__Excerpted text__
=-=-=

Your guide to improving the Chinese international student experience
Helping students from China adapt is more important than ever
Enrollment for Chinese students in the US is declining – improving their experience can change that
In 2019, the US had more than 152,000 enrolments of international students, with 38% being students from China. However, enrollment of international students from China at U.S. universities declined by more than 10% between the 2015-16 and 2018-2019 academic years, according to a new report.
US institutions are likely aware of the slowing trends of incoming students from around the world, notably from China which has had the largest population of international enrollees for the past 10 years.
This decrease is unique to the US, with both Canada and Australia experiencing double-digit surges during the same time.While many of the factors contributing to this drop are outside of a school’s control, such as changes related to visas, institutions can still make a positive impact by improving the experience for new students from China. A recent survey showed that many international students struggle with adapting to life in the US and finding support on campus. Another revealed that most overseas applicants consider whether a school is welcoming to international students before deciding where to apply.

=-=-=

__Records of labeled points__
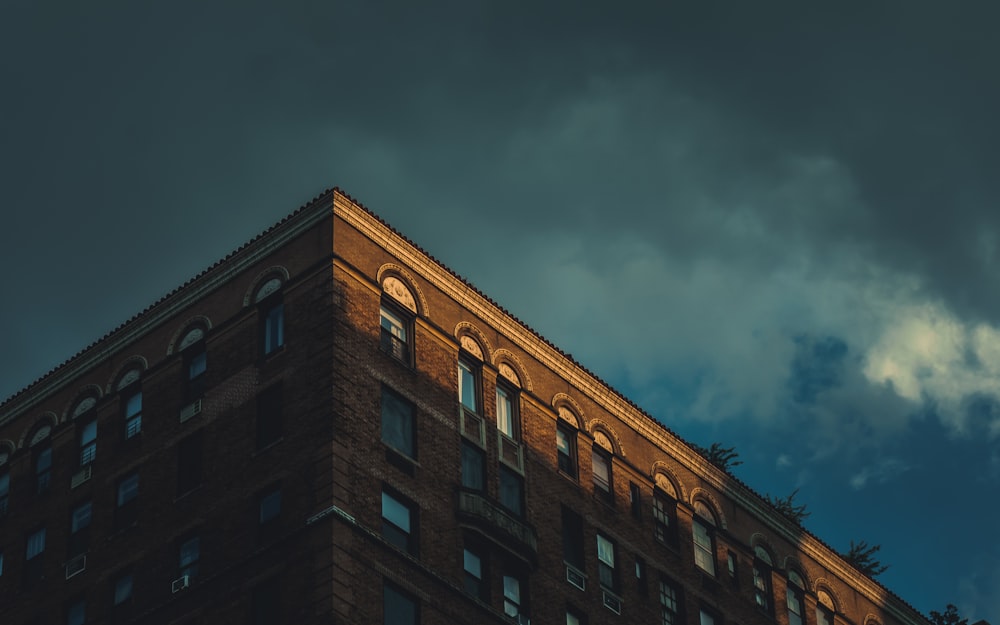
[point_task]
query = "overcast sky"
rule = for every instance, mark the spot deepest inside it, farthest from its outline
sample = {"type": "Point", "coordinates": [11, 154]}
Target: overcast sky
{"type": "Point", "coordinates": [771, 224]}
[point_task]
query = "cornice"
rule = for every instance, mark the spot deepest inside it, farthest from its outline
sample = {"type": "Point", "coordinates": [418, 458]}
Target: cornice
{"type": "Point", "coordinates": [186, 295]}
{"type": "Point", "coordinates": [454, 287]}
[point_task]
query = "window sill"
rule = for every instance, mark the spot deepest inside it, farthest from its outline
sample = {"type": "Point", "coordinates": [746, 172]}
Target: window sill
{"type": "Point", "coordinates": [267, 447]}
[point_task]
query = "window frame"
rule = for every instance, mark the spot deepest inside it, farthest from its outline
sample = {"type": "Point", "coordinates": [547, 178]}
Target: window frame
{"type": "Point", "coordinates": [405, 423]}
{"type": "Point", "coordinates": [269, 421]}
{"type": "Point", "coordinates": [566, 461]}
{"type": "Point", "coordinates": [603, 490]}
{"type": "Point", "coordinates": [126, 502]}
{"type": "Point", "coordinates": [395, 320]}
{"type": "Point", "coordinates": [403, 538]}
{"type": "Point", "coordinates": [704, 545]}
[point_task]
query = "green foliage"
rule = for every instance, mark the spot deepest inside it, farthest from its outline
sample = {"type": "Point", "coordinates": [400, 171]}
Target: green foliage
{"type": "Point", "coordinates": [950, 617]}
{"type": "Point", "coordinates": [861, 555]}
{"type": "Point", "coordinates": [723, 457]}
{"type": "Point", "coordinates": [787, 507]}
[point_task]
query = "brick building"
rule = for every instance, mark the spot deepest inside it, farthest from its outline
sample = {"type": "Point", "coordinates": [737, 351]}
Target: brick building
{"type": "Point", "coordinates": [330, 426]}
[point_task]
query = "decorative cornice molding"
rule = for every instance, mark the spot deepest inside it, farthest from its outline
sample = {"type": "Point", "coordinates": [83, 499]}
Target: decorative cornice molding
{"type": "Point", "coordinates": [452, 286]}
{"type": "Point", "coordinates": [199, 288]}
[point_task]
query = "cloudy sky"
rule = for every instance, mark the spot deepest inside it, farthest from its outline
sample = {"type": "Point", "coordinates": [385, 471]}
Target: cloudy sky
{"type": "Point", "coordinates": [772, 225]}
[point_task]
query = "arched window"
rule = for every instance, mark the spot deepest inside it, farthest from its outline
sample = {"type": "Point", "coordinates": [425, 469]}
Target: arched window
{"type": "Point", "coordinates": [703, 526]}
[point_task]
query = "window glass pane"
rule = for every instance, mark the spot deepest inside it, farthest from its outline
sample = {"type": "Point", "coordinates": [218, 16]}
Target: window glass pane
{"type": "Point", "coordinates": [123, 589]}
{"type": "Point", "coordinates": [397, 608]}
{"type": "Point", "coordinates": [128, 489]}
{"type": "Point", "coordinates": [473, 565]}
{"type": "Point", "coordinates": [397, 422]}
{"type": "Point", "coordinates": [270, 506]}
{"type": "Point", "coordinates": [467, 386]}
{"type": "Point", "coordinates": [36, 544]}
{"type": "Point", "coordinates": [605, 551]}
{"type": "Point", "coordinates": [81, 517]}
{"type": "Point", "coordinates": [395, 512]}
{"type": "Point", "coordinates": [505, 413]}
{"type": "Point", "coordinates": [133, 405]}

=-=-=

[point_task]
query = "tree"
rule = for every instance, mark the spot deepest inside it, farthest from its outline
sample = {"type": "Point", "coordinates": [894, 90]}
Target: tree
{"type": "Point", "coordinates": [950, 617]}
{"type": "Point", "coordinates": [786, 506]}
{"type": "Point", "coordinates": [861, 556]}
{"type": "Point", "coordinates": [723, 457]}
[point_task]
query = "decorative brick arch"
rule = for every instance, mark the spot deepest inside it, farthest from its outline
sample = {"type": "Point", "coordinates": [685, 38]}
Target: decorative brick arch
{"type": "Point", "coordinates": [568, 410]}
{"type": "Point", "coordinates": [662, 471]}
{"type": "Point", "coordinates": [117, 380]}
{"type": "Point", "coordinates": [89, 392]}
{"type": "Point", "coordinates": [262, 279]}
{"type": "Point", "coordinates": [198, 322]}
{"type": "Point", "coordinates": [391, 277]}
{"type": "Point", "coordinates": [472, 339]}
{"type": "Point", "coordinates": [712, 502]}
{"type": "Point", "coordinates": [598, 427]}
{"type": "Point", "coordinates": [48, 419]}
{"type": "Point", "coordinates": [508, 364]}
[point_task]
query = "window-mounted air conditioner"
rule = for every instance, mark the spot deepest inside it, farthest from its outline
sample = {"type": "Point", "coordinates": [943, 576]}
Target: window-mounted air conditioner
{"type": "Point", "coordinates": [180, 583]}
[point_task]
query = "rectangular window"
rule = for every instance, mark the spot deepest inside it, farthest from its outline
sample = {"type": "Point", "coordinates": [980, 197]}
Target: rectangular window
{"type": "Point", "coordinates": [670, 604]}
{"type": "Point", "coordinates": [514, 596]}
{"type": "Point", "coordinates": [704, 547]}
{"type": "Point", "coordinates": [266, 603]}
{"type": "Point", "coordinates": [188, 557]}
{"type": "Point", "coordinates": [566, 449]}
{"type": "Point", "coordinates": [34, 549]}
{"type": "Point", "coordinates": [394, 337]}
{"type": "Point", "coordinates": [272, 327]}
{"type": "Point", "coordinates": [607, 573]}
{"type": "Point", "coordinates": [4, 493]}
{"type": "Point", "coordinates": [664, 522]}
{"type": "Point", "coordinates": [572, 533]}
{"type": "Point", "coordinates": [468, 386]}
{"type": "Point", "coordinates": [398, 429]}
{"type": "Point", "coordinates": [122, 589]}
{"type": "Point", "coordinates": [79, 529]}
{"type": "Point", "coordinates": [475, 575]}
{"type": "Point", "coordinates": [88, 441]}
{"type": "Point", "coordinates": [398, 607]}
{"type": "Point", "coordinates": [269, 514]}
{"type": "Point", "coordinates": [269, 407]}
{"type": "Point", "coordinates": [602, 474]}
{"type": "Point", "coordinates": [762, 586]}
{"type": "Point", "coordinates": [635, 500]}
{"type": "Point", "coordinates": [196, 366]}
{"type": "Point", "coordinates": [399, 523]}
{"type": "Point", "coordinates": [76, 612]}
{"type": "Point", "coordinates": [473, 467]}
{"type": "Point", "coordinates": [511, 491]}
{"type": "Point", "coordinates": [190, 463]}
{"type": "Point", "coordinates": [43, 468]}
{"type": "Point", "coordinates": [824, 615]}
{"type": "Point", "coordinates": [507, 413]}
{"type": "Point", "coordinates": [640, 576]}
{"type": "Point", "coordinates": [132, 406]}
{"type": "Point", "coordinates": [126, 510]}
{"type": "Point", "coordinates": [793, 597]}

=-=-=

__Written request 1__
For the guide on Chinese international students, decide whether each statement agrees with it: (a) Canada and Australia saw enrollment increases over the same period, (b) students from China made up more than half of US international enrollments in 2019, and (c) most overseas applicants weigh how welcoming a school is to international students before applying. Answer yes or no for each and quote the words from the guide that decide it.
__Written request 2__
Copy word for word the passage of the guide on Chinese international students starting at "US institutions are" and ending at "past 10 years.".

__Worked answer 1__
(a) Yes: "with both Canada and Australia experiencing double-digit surges during the same time"
(b) No: "with 38% being students from China"
(c) Yes: "most overseas applicants consider whether a school is welcoming to international students before deciding where to apply"

__Worked answer 2__
US institutions are likely aware of the slowing trends of incoming students from around the world, notably from China which has had the largest population of international enrollees for the past 10 years.